» Task
Output the following material line for line without any changes, leaving out the pictures.

» Entries supplied

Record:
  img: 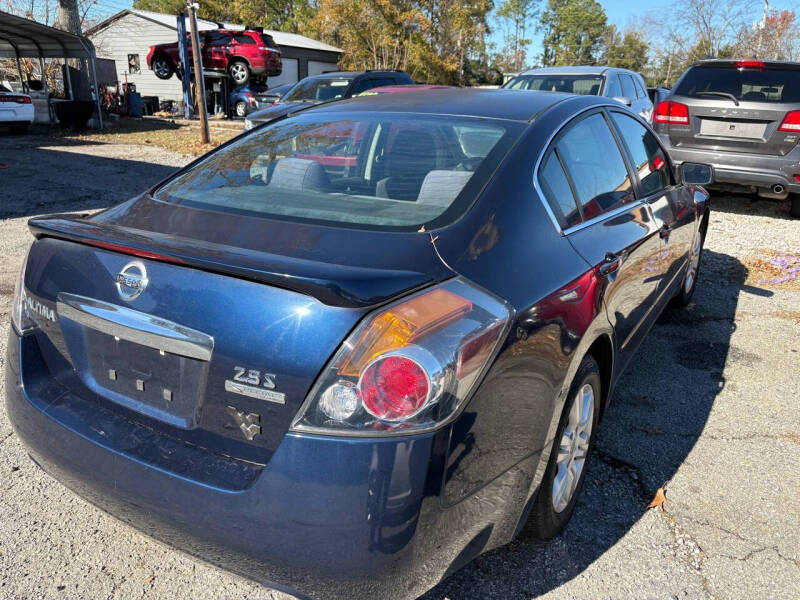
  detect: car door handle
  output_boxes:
[597,252,622,277]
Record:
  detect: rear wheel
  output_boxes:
[672,226,706,306]
[789,194,800,219]
[152,54,175,79]
[228,60,250,85]
[522,356,601,540]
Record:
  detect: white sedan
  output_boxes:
[0,85,33,133]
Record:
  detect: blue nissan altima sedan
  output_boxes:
[6,89,713,598]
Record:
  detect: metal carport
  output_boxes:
[0,11,103,127]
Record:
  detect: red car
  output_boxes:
[147,29,283,85]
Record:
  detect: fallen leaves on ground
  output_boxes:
[647,488,667,512]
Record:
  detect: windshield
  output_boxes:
[503,74,603,96]
[675,66,800,103]
[154,113,524,230]
[283,77,350,102]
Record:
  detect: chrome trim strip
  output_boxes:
[533,103,642,236]
[56,292,214,361]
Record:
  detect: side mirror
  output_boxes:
[681,163,714,185]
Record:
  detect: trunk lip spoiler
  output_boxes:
[28,213,444,309]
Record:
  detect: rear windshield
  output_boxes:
[503,75,603,96]
[675,67,800,103]
[283,77,350,102]
[153,113,524,229]
[261,33,278,48]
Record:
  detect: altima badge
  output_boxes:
[114,260,149,302]
[228,406,261,441]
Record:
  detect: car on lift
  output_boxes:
[244,70,414,130]
[0,84,34,133]
[228,81,294,117]
[147,29,283,86]
[653,59,800,218]
[503,66,654,121]
[4,89,713,600]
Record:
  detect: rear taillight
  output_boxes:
[778,110,800,133]
[736,60,764,69]
[0,94,31,104]
[653,100,689,125]
[292,279,511,436]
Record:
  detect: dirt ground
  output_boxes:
[0,134,800,600]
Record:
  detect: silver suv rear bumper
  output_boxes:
[658,134,800,193]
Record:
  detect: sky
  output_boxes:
[490,0,800,64]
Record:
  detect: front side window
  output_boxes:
[503,75,603,96]
[539,149,581,229]
[611,111,672,196]
[153,113,524,230]
[556,113,635,220]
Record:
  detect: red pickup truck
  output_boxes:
[147,29,283,85]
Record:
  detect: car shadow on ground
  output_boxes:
[423,251,771,600]
[0,133,177,219]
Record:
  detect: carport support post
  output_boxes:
[186,3,209,144]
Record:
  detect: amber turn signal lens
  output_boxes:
[338,288,472,377]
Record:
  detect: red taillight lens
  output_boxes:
[358,356,431,421]
[653,100,689,125]
[778,110,800,133]
[736,60,764,69]
[292,278,511,435]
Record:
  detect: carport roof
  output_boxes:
[0,11,94,58]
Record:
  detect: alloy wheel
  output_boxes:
[552,383,594,512]
[230,63,247,84]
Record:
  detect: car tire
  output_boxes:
[520,356,602,541]
[672,223,706,308]
[150,54,175,79]
[228,60,250,85]
[789,194,800,219]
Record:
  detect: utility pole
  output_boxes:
[756,0,769,58]
[186,2,209,144]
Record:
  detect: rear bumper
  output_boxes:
[6,328,528,598]
[659,134,800,193]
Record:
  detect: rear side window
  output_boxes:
[619,74,636,100]
[539,149,581,229]
[675,65,800,103]
[153,111,525,231]
[556,113,635,220]
[633,77,647,98]
[611,111,672,196]
[605,74,622,98]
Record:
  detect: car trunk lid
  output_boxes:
[25,209,450,464]
[656,61,800,156]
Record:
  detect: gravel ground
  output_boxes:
[0,135,800,600]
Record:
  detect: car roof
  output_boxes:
[520,65,612,75]
[296,88,592,122]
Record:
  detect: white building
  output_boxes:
[84,8,342,100]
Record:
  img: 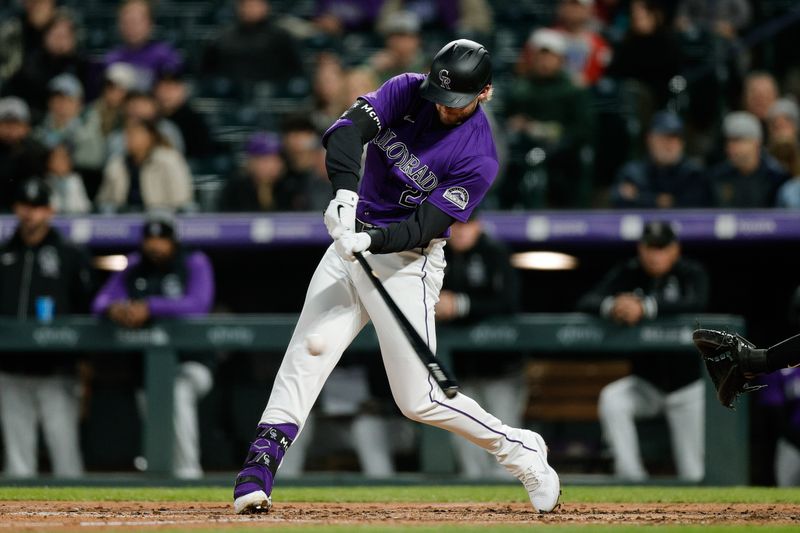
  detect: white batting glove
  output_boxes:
[333,231,372,261]
[322,189,358,239]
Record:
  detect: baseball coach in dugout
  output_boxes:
[234,39,560,513]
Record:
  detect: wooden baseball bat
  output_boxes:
[353,252,458,398]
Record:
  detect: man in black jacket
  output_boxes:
[0,96,47,212]
[611,111,714,209]
[578,221,708,481]
[436,212,527,480]
[0,178,92,477]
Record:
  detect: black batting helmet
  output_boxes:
[420,39,492,107]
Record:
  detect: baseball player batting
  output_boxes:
[233,39,560,513]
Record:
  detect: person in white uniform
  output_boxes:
[234,39,560,513]
[0,178,92,478]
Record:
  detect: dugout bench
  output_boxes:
[0,313,749,485]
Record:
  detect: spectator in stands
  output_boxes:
[770,141,800,209]
[0,0,56,85]
[578,221,708,481]
[744,71,780,133]
[0,96,47,211]
[501,29,592,208]
[436,212,527,479]
[767,98,800,209]
[767,98,800,144]
[675,0,752,40]
[154,70,216,158]
[86,63,136,142]
[202,0,303,82]
[367,11,430,82]
[0,178,92,478]
[314,0,384,35]
[108,90,186,157]
[219,132,292,212]
[516,0,611,87]
[3,9,90,117]
[344,67,379,102]
[311,53,346,132]
[606,0,682,115]
[709,111,789,208]
[281,116,330,211]
[611,111,714,209]
[34,74,106,171]
[557,0,611,86]
[378,0,492,36]
[45,144,92,215]
[758,368,800,487]
[95,117,193,211]
[103,0,183,90]
[593,0,629,43]
[92,216,214,479]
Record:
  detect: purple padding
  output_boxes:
[0,209,800,249]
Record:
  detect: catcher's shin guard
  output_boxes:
[233,424,298,514]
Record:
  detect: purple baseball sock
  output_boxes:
[233,424,298,499]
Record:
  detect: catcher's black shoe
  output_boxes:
[692,329,767,409]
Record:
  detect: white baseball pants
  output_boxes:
[0,373,83,478]
[261,241,532,468]
[598,376,705,481]
[453,372,528,480]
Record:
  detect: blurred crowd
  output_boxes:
[0,0,800,214]
[0,0,800,484]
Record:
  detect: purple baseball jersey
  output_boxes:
[759,368,800,429]
[325,74,498,226]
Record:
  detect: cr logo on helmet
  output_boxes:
[439,68,450,91]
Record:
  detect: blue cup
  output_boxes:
[36,296,55,322]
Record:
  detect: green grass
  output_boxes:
[0,485,800,504]
[92,523,797,533]
[0,485,800,533]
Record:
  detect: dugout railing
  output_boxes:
[0,313,749,485]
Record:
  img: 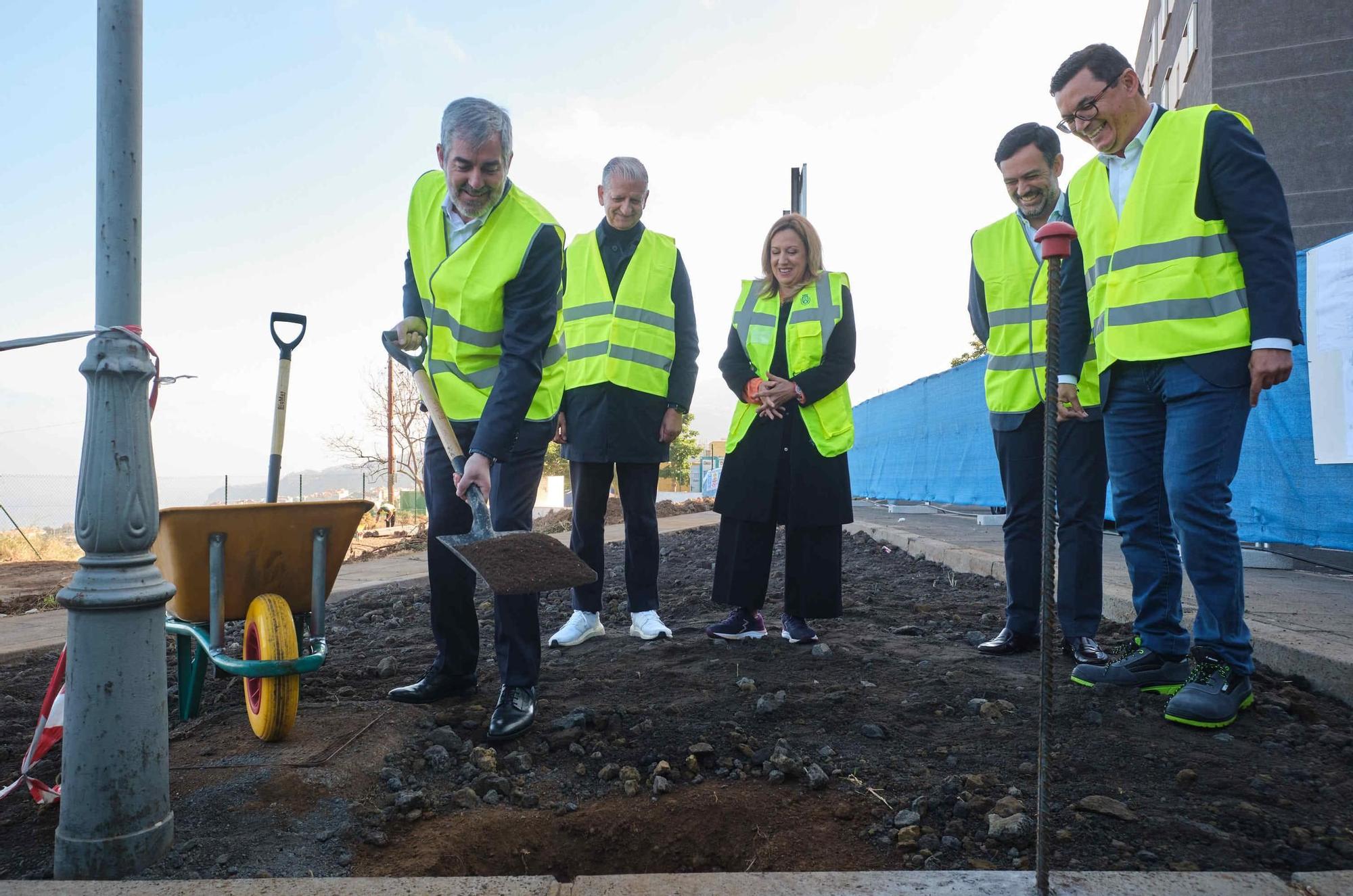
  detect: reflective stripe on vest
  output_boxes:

» Task result
Record:
  img: 
  detect: car door handle
  output_boxes:
[597,252,622,277]
Record:
  detect: rear wheel
  output_boxes:
[672,226,706,306]
[789,194,800,219]
[152,54,175,79]
[228,60,250,85]
[522,356,601,540]
Record:
  detect: white sedan
  output_boxes:
[0,85,33,133]
Record:
  detect: blue nissan altima sedan
  output_boxes:
[6,89,713,598]
Record:
  detect: metal carport
  output_boxes:
[0,11,103,127]
Record:
  detect: red car
  output_boxes:
[147,29,283,85]
Record:
  detect: fallen leaves on ground
  output_boxes:
[647,488,667,512]
Record:
  detect: windshield
  output_boxes:
[503,74,603,96]
[675,66,800,103]
[154,113,524,230]
[283,77,350,102]
Record:
  detect: chrome trim strip
  output_boxes:
[533,103,642,236]
[56,292,214,361]
Record:
  detect: side mirror
  output_boxes:
[681,163,714,185]
Record:
  detect: trunk lip spoiler
  output_boxes:
[28,213,444,309]
Record:
  detect: rear windshield
  output_boxes:
[503,75,603,96]
[675,67,800,103]
[283,77,350,102]
[153,113,524,229]
[261,33,278,48]
Record:
  detect: altima badge
  output_boxes:
[114,260,149,302]
[228,406,261,441]
Record:
  detect: car on lift
  output_boxes:
[244,70,414,130]
[0,84,34,133]
[228,81,294,117]
[147,29,283,86]
[653,59,800,218]
[503,66,654,121]
[4,89,713,600]
Record:
  detect: rear taillight
  output_boxes:
[778,110,800,133]
[736,60,764,69]
[0,94,31,104]
[653,100,689,125]
[292,279,511,436]
Record:
  detect: dirt ground
  output_boxes:
[0,134,800,600]
Record:
  detect: silver suv rear bumper
  output_boxes:
[658,134,800,193]
Record:
  detect: sky
  output_boxes:
[490,0,800,64]
Record:
  detect: front side window
  output_boxes:
[503,75,603,96]
[539,149,581,229]
[611,111,672,196]
[153,113,524,230]
[556,113,635,220]
Record:
  detect: red pickup truck
  output_boxes:
[147,29,283,85]
Record:
  detect: car shadow on ground
  output_boxes:
[423,251,771,600]
[0,133,177,219]
Record:
  detect: carport support post
  output_boxes:
[186,3,209,144]
Record:
  detect: amber turn signal lens
  output_boxes:
[338,288,472,377]
Record:
  detect: red taillight lens
  output_boxes:
[358,356,431,421]
[653,100,689,125]
[778,110,800,133]
[736,60,764,69]
[292,278,511,435]
Record:
  detect: carport roof
  output_boxes:
[0,11,94,58]
Record:
  detect: alloy wheel
  output_boxes:
[552,383,594,512]
[230,63,247,84]
Record:
  detect: car tire
  output_boxes:
[520,356,602,541]
[672,223,706,308]
[150,54,175,79]
[228,60,250,85]
[789,194,800,219]
Record:
  detect: utility pole
  output_boxes:
[756,0,769,58]
[186,2,209,144]
Record:
  detect: rear bumper
  output_boxes:
[6,328,528,598]
[659,134,800,193]
Record:
  detect: rear side window
  output_boxes:
[619,74,636,100]
[539,149,581,229]
[675,65,800,103]
[153,111,525,231]
[556,113,635,220]
[633,77,647,98]
[611,111,672,196]
[605,74,622,98]
Record:
  detect: car trunk lid
  output_boxes:
[25,209,450,464]
[656,61,800,156]
Record:
  detect: gravel ground
  output_boxes:
[0,135,800,600]
Record:
  detect: car roof
  output_boxes:
[520,65,612,75]
[296,88,592,122]
Record:
  detect: white building
  output_boxes:
[84,8,342,100]
Record:
  img: 
  detect: white batting glove
  output_boxes:
[333,231,372,261]
[322,189,358,239]
Record:
  detect: baseball coach in dugout
  output_boxes:
[234,39,560,513]
Record:
  detect: wooden baseball bat
  output_boxes:
[353,252,458,398]
Record:
  detect: man in black jacket
  output_boxes:
[0,96,47,212]
[611,111,714,209]
[578,221,708,481]
[436,212,527,480]
[0,178,92,477]
Record:
  detect: black batting helmet
  output_boxes:
[420,39,492,107]
Record:
  detect: baseball player batting
  output_boxes:
[233,39,560,513]
Record:
  detect: person in white uniform
  output_boxes:
[234,39,560,513]
[0,178,92,478]
Record:
  detect: dugout bench
  output_boxes:
[0,313,749,485]
Record:
  detect: spectator in stands
  output_boxes:
[770,141,800,209]
[0,0,56,85]
[578,221,708,481]
[744,71,780,133]
[0,96,47,211]
[501,29,592,208]
[436,212,527,479]
[767,98,800,209]
[767,98,800,144]
[675,0,752,40]
[154,70,216,158]
[86,63,136,142]
[202,0,303,82]
[367,11,430,82]
[0,178,92,478]
[314,0,384,35]
[108,90,186,157]
[219,132,292,212]
[516,0,611,87]
[3,9,90,117]
[344,67,379,102]
[311,53,346,132]
[606,0,682,115]
[709,111,789,208]
[281,116,330,211]
[611,111,714,209]
[34,74,106,171]
[557,0,611,86]
[378,0,492,36]
[45,144,92,215]
[758,368,800,487]
[95,117,193,211]
[103,0,183,90]
[593,0,629,43]
[92,216,214,479]
Record:
  detect: purple padding
  output_boxes:
[0,209,800,249]
Record:
  detect: catcher's shin guard
  output_boxes:
[233,424,298,514]
Record:
  detect: purple baseball sock
  output_boxes:
[233,424,298,499]
Record:
  detect: catcher's black shoe
  output_boxes:
[692,329,767,409]
Record:
  detect: white baseball pants
  output_boxes:
[0,373,83,478]
[261,241,532,468]
[598,376,705,481]
[453,372,528,480]
Record:
  detect: blurred crowd
  output_boxes:
[0,0,800,214]
[0,0,800,484]
Record:
  detect: purple baseball jersey
  output_boxes:
[759,368,800,429]
[325,74,498,226]
Record:
  detect: cr logo on helmet
  output_boxes:
[439,68,450,91]
Record:
  detect: blue cup
  output_boxes:
[36,296,55,322]
Record:
  detect: green grass
  output_boxes:
[0,485,800,504]
[92,523,797,533]
[0,485,800,533]
Record:
  detect: dugout railing
  output_boxes:
[0,313,749,485]
Record:
  img: 
  detect: reflective stripe on vest
  output_boxes:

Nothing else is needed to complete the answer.